[[ Material shown open ]]
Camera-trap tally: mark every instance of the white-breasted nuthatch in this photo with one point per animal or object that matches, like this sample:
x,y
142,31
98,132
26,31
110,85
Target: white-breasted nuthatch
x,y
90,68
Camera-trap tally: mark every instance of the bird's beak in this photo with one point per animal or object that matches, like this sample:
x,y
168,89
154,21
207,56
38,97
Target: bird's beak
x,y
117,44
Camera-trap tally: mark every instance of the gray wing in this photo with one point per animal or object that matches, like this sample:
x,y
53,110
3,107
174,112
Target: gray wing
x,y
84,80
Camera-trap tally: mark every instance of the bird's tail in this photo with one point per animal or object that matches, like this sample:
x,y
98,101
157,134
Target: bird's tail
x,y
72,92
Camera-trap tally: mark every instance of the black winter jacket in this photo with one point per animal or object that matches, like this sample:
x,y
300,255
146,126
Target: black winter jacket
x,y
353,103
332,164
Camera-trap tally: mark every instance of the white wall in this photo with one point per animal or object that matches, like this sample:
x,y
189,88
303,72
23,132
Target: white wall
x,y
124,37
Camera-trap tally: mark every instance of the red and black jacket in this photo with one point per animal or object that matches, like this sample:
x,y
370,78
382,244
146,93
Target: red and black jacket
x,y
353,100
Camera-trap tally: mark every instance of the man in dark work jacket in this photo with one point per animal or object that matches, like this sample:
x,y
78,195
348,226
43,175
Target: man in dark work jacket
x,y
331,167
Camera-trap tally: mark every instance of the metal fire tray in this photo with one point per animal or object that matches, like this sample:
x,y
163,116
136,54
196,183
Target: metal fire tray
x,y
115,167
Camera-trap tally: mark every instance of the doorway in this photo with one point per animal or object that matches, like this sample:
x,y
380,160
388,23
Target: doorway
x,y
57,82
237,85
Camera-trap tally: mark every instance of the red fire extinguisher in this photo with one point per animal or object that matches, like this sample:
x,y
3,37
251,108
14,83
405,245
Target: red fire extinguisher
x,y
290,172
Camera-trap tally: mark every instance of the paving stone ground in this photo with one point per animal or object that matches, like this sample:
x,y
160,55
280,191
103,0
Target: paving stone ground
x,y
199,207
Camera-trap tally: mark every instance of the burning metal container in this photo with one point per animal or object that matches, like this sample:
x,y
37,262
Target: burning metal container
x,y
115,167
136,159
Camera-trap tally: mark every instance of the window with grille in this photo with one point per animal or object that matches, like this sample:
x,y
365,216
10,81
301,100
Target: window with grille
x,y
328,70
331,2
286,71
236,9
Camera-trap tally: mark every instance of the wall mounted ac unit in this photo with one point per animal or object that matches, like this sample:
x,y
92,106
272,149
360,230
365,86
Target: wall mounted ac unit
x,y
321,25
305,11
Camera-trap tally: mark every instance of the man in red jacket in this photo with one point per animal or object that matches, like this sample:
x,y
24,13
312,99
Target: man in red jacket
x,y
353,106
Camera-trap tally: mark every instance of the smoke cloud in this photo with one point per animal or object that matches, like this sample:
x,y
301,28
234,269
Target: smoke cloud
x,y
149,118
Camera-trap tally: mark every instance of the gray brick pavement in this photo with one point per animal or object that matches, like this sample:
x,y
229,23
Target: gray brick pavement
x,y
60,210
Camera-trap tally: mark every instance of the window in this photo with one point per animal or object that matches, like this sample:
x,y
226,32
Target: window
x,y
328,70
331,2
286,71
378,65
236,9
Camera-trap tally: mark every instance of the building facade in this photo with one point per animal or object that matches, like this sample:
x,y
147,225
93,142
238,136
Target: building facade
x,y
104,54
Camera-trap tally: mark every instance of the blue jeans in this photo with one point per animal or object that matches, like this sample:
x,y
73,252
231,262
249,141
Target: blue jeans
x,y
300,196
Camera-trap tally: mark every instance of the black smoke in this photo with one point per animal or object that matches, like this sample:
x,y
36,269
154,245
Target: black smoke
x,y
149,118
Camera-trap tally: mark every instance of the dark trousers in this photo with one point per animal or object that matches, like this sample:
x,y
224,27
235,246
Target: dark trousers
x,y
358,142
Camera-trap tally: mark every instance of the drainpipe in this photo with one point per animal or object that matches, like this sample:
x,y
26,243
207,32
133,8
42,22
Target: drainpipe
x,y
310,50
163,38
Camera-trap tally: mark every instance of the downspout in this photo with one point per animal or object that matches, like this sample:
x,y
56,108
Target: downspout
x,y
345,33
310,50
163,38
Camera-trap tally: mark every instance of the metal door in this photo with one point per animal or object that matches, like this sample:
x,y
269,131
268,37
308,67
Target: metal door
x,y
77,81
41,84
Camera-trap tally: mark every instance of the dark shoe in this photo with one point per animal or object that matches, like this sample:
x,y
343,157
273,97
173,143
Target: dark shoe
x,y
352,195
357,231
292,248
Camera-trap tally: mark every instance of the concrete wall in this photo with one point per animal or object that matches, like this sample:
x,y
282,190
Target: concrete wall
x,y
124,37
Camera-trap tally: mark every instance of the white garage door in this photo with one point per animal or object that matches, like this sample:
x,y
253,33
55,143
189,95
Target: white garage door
[[ Material shown closed ]]
#### The problem
Please tally the lines of the listing that include the string "garage". Give the total alone.

#### Output for this task
2